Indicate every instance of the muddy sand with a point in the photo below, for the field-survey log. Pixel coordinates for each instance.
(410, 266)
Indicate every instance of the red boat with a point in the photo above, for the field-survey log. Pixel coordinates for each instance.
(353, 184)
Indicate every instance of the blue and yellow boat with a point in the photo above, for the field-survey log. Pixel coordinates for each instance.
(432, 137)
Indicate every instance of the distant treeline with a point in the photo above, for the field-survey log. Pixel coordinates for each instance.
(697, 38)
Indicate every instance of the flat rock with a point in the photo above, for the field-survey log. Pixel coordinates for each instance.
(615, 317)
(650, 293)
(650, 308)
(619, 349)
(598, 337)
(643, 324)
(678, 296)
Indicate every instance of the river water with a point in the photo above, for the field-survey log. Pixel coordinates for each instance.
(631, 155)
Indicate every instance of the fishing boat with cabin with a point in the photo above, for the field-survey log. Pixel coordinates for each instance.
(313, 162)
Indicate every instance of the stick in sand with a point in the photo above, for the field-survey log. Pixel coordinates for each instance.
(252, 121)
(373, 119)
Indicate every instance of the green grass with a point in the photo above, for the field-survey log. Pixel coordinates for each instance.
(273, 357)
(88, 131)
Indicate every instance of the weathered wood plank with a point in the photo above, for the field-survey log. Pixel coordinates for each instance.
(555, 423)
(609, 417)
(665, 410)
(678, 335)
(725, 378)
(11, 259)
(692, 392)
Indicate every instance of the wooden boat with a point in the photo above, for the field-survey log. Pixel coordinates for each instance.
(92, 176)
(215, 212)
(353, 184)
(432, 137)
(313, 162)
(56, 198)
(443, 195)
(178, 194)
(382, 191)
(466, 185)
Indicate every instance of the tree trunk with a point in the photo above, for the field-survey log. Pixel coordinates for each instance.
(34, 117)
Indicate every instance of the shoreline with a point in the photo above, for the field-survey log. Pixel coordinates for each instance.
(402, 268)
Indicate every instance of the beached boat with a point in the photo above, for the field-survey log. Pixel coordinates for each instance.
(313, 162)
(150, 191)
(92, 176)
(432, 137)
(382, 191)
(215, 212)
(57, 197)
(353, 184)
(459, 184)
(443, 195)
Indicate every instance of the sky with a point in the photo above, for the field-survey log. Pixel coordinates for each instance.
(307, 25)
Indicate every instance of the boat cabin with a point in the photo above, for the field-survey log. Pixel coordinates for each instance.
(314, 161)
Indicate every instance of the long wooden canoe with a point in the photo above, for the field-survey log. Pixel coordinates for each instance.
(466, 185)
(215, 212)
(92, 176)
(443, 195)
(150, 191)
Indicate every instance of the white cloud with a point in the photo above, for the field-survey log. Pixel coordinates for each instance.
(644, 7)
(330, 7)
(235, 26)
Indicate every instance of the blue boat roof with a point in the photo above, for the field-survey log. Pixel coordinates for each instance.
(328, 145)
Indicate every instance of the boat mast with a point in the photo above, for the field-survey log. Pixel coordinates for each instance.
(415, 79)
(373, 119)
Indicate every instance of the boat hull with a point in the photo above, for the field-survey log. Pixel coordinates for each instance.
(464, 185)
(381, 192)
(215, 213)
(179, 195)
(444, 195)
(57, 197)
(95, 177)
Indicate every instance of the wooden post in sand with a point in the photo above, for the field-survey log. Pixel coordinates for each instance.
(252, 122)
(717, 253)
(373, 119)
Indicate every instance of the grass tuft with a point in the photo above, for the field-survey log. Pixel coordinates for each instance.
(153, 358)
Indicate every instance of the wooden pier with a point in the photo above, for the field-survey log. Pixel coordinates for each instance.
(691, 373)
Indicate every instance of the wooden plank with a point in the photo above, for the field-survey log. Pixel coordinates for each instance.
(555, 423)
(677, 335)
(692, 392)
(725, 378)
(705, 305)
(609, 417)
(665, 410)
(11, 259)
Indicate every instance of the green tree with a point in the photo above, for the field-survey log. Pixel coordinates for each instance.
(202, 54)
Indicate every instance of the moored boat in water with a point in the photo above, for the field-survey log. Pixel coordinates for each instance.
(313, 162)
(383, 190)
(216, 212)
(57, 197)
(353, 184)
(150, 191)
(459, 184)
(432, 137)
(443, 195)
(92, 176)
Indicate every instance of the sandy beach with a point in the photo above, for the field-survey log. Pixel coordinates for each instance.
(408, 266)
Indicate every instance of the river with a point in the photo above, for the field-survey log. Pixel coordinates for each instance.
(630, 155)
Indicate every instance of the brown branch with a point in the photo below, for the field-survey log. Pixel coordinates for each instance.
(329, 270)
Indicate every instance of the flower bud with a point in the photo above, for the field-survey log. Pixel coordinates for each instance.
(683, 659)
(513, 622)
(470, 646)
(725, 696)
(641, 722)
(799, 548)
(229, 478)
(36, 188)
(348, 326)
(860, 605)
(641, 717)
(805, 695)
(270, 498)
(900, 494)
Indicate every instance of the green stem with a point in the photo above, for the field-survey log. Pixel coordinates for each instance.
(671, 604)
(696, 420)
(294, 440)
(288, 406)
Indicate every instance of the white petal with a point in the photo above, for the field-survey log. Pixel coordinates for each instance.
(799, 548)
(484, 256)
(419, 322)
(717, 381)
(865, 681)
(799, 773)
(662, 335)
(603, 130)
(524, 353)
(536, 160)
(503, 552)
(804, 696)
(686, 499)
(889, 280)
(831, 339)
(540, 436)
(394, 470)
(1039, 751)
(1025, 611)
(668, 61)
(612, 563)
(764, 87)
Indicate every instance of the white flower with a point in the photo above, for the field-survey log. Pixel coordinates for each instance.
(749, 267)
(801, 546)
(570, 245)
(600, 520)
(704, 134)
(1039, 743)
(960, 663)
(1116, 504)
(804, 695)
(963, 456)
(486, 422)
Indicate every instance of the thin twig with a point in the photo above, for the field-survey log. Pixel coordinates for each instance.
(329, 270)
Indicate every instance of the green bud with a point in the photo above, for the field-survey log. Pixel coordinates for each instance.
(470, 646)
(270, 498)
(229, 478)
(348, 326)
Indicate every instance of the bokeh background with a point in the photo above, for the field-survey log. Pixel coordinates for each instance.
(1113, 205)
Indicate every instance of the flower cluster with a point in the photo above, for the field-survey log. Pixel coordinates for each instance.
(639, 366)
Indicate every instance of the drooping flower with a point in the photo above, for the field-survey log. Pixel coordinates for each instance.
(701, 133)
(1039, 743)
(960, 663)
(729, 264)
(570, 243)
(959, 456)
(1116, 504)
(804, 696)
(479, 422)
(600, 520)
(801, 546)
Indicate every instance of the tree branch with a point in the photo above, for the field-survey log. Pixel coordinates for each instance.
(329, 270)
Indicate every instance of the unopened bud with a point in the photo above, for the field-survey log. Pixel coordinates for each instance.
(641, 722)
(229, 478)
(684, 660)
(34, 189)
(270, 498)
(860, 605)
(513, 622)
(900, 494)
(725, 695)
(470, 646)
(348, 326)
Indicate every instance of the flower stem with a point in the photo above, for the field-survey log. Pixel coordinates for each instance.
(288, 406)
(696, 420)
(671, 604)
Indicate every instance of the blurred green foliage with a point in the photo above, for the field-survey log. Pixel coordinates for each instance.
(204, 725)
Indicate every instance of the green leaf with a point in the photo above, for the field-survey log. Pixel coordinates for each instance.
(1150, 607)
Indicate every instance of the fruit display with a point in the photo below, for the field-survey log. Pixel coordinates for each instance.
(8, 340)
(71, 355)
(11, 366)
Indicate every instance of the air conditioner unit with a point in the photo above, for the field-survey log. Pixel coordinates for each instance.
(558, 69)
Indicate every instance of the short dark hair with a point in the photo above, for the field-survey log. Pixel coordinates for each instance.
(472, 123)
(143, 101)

Given exercise: Transcribe all the entries, keeping each one exactly as it is.

The output:
Indicate every instance of the muddy sand with a point in the photo below, for the field-survey log. Pixel coordinates for each instance.
(410, 266)
Indicate every instance of the red boat with a point in the photo above, for the field-survey log. Pixel coordinates for each instance.
(353, 184)
Indicate every instance of the blue and yellow boat with a point in the photo above, for the field-survey log. Pixel coordinates for each instance.
(432, 137)
Indicate every instance of the distant treeline with a point in the photo above, for the field-survey log. Pixel coordinates for each instance.
(697, 38)
Indicate every instance of the flat rock with a point in the photo above, for the field-survey log. Pixel coordinates for each instance.
(615, 317)
(650, 293)
(650, 308)
(619, 349)
(598, 337)
(643, 324)
(678, 296)
Indicate every instance of the river water with a point in the photo above, for the field-survey log. Pixel coordinates for each instance.
(631, 155)
Indicate every instance of the fishing boat with cabin with a point in the photo above, for the field-survey log. Pixel coordinates for each instance.
(313, 162)
Indicate every instance of the stick in sand with a point in the photo above, for the field-survey log. Pixel coordinates for each instance.
(252, 121)
(373, 119)
Indicate every instance of the green grass with a point in the photo above, for the field-survey log. Pixel coordinates for each instance.
(273, 357)
(88, 131)
Indicate every instance of the weathered wood plank with a point in the photo above, for the field-survey log. Pixel coordinates for each instance.
(555, 423)
(609, 417)
(665, 410)
(678, 335)
(725, 378)
(11, 259)
(692, 392)
Indicate every instance of the wooden boat with a point in the photo above, for the field-survey log. Pixel coordinates for each instance.
(92, 176)
(215, 212)
(353, 184)
(432, 137)
(313, 162)
(56, 198)
(443, 195)
(178, 194)
(382, 191)
(466, 185)
Indicate every instance of the tree trunk with a point in the photo above, for the field-survey log. Pixel coordinates for each instance.
(34, 117)
Indicate every instance of the shoreline with a point in the photo above, for the field-survey log. Pixel coordinates for each instance.
(402, 268)
Indicate every instance of the beached boat with a point in the photo above, for the field-survey log. Pixel coordinates for each instance.
(313, 162)
(150, 191)
(92, 176)
(432, 137)
(382, 191)
(215, 212)
(57, 197)
(353, 184)
(459, 184)
(443, 195)
Indicate every instance of the sky with a point in the photo above, for the field-survey log. Pixel coordinates for each instance.
(307, 25)
Indicate every instance of the boat cabin with a point in the photo above, for the field-survey log. Pixel coordinates for each instance.
(314, 161)
Indicate every instance of the long wooden canoe with a point in the photo above, for the field-survey log. Pixel coordinates for each instance.
(466, 185)
(215, 212)
(92, 176)
(443, 195)
(150, 191)
Indicate every instance of the white cloud with a point in the photo above, for the field-survey log. Pixel coordinates for each instance.
(644, 7)
(330, 7)
(235, 26)
Indicate every instance of the blue boat roof with a point in the photo above, for the field-survey log. Pixel coordinates for each instance.
(328, 145)
Indicate every instance of the boat mast with a point in the photo above, for the field-survey log. Pixel coordinates for each instance.
(415, 79)
(373, 119)
Indicate every instance of the boat hull with a point in the photo above, for the field-survey log. Pixel coordinates for each instance.
(464, 185)
(381, 192)
(215, 213)
(179, 195)
(444, 195)
(57, 197)
(95, 177)
Indicate every instance of the wooden post in sand with a point in the photo above, for the field-survey log. Pixel coordinates for each instance.
(252, 122)
(717, 253)
(373, 119)
Indicate every instance of the grass tuft with a point in the photo above, for the field-survey log. Pixel coordinates for each instance.
(153, 358)
Indicate every instance of the wooden pier with a point in the photo above, for the field-survey log. Pixel coordinates for each instance.
(691, 373)
Indicate every instance of the wooden plank with a point in the photo above, for the field-survey log. Pixel coordinates for each instance.
(555, 423)
(677, 335)
(692, 392)
(725, 378)
(705, 305)
(609, 417)
(665, 410)
(11, 259)
Indicate every instance of the green tree with a point in the photo above, for the field-survey log. Pixel coordinates for each instance.
(202, 54)
Indicate every instance of the moored boat in water with a point in the photo above, for the field-survey log. Pixel coordinates for each instance.
(313, 162)
(383, 190)
(216, 212)
(57, 197)
(353, 184)
(150, 191)
(459, 184)
(432, 137)
(443, 195)
(92, 176)
Indicate every instance of the sandy beach with a point in the photo above, for the field-survey log. Pixel coordinates for each instance.
(408, 266)
Indicate every instance of the river with a point in the photo above, for the field-survey log. Pixel coordinates for each instance.
(630, 155)
Indicate every instance of the brown branch with a point in the photo below, for the field-survey log. Pixel coordinates for each instance.
(329, 270)
Indicate every instance of the flower bud with a point in the photo above, for the field-survey log. Pixel coordinates for each instance.
(683, 659)
(513, 622)
(470, 646)
(725, 696)
(641, 722)
(799, 548)
(229, 478)
(36, 188)
(348, 326)
(860, 605)
(641, 717)
(805, 695)
(270, 498)
(900, 494)
Indicate every instance of the green stem with a point in the photo above, for the field-survey log. Pixel coordinates for each instance.
(671, 604)
(696, 420)
(294, 440)
(288, 406)
Indicate every instance of the white petal with a point in the photo above, for the field-survey log. Pixel coordinates for each instance.
(799, 548)
(484, 256)
(419, 322)
(717, 381)
(865, 681)
(799, 773)
(662, 335)
(603, 130)
(524, 353)
(536, 160)
(503, 552)
(804, 696)
(686, 499)
(889, 280)
(831, 339)
(540, 436)
(394, 470)
(1039, 751)
(1025, 611)
(668, 61)
(612, 563)
(764, 87)
Indicate every instance of the white flower with a point in the photo above, for the field-survey log. Pixel coordinates for each instance.
(749, 267)
(801, 546)
(570, 245)
(600, 520)
(704, 134)
(1039, 743)
(960, 663)
(1116, 504)
(804, 695)
(963, 456)
(486, 422)
Indicate every instance of the thin twig with a point in the photo above, for the field-survey log. Pixel coordinates for each instance.
(329, 270)
Indicate every instance of the green bud with a point in the photo above, for the field-survey log. Pixel coordinates for each instance.
(470, 646)
(270, 498)
(229, 478)
(348, 326)
Indicate every instance of the bokeh background with a point in the photo above, for the field-survey log. Pixel coordinates for each instance.
(1113, 205)
Indicate every instance of the flower cluster with a point in the photo above, for the field-survey log. Pixel coordinates for each instance.
(639, 366)
Indicate every instance of the drooping flower with a point in the photo above, for the field-survey log. Pixel coordinates for each instance.
(701, 133)
(1039, 743)
(960, 663)
(729, 264)
(570, 243)
(959, 456)
(1116, 504)
(804, 696)
(479, 422)
(600, 520)
(801, 546)
Indicate every instance of the tree branch with a point in the photo above, for the field-survey log. Pixel coordinates for each instance.
(329, 270)
Indicate every instance of the unopened bud with a point in the photo above, for the field-survey log. Pixel coordinates for each instance.
(641, 722)
(229, 478)
(684, 660)
(34, 189)
(270, 498)
(860, 605)
(513, 622)
(900, 494)
(725, 695)
(470, 646)
(348, 326)
Indicate every instance of the flower stem with a point in the photo above, for the field-survey log. Pixel coordinates for each instance.
(288, 406)
(696, 420)
(671, 604)
Indicate every instance of the blurred green foliage with a point in the photo above, for the field-survey log. Pixel coordinates for each instance.
(204, 725)
Indicate every instance of the green leaf with a point in the photo above, for the field-survey log. Pixel coordinates for each instance.
(1150, 607)
Indicate every instance of the fruit display with a point in the photo below, for the field-survey log. Pixel coordinates for each instance.
(8, 340)
(71, 355)
(11, 366)
Indicate every instance of the air conditioner unit with a point in the photo above, for the field-survey log. Pixel coordinates for each instance.
(558, 69)
Indicate every instance of the short dark hair with a point in the photo above, for the field-survey log. Pixel coordinates for each instance.
(472, 123)
(143, 101)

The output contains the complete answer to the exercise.